:: Job ::
Print every one of the entries below, keeping each line word for word.

Rows from a pointing dataset:
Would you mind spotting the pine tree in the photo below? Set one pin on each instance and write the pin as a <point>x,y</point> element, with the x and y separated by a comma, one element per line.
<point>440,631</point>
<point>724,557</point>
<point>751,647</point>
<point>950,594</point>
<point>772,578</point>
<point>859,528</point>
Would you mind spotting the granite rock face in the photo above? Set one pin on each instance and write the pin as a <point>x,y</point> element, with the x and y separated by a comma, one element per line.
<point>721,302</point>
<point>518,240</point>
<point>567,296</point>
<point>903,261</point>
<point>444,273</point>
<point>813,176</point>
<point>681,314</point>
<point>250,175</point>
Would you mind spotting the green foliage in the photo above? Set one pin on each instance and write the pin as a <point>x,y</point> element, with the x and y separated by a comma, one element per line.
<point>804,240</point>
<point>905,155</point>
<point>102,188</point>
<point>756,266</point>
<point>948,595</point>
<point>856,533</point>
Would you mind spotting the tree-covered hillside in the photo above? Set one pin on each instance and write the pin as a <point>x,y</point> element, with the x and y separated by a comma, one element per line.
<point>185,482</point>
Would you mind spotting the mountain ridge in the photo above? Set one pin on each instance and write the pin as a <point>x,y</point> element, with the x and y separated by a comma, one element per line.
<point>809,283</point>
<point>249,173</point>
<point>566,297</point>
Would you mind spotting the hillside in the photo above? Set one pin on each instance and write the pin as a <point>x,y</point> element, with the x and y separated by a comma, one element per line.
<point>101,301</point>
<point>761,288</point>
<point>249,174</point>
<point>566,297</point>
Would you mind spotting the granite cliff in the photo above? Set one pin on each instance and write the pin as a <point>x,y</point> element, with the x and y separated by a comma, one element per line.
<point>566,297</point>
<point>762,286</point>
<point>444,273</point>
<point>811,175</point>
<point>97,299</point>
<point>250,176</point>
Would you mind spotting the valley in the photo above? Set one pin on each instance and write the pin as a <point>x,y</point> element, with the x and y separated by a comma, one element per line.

:: In response ::
Would you mind spotting the pine tree in the photo below? Set one pin on each instance and write the pin as a <point>x,y</point> element, with the x and y separated by a comma, one element per line.
<point>440,631</point>
<point>724,557</point>
<point>751,647</point>
<point>950,594</point>
<point>772,578</point>
<point>859,528</point>
Would you mind spotting the granite rock face in the photo above? Set one pin on each instance and write the pin as a <point>x,y</point> element, with the x and y separated by a comma, one element per line.
<point>721,302</point>
<point>518,240</point>
<point>567,296</point>
<point>903,261</point>
<point>444,273</point>
<point>813,176</point>
<point>681,314</point>
<point>250,175</point>
Would you mind spotting the green foliage in the photo above? Set one pin on each instance and write the pin as a <point>x,y</point> element, with the x and y separated by a comma, one element per line.
<point>804,240</point>
<point>905,155</point>
<point>102,188</point>
<point>756,266</point>
<point>948,595</point>
<point>856,533</point>
Would you mind spotting the tree-covered hillside in the photo above? Set one pin on each instance and write the pin as a <point>x,y</point> element, with the x and y separated by a comma, one element per line.
<point>185,482</point>
Would you mind spotting the mountain ridge in the photo above? Set one pin on each instance and write the pin as a <point>x,y</point> element, with the x and y separated by a comma, one element per line.
<point>809,283</point>
<point>249,173</point>
<point>566,297</point>
Would you mind spotting the hillside in the photo above? Set one pin on each instance and write the pin as a <point>x,y</point> element, with the x and y separated by a comma, one element per line.
<point>101,301</point>
<point>761,288</point>
<point>249,174</point>
<point>566,297</point>
Would you mind spotting the granite cliff in the photo above? Set one pin on each instance and write the pin as a <point>x,y</point> element, with the x and y separated by a comma, one element per line.
<point>566,297</point>
<point>762,286</point>
<point>444,273</point>
<point>811,175</point>
<point>97,299</point>
<point>250,176</point>
Would you mind spotting the valley in the photo above? Set one pin on each instance and write the pin as a <point>x,y</point> element, with the x and y separated by a comma, one element per line.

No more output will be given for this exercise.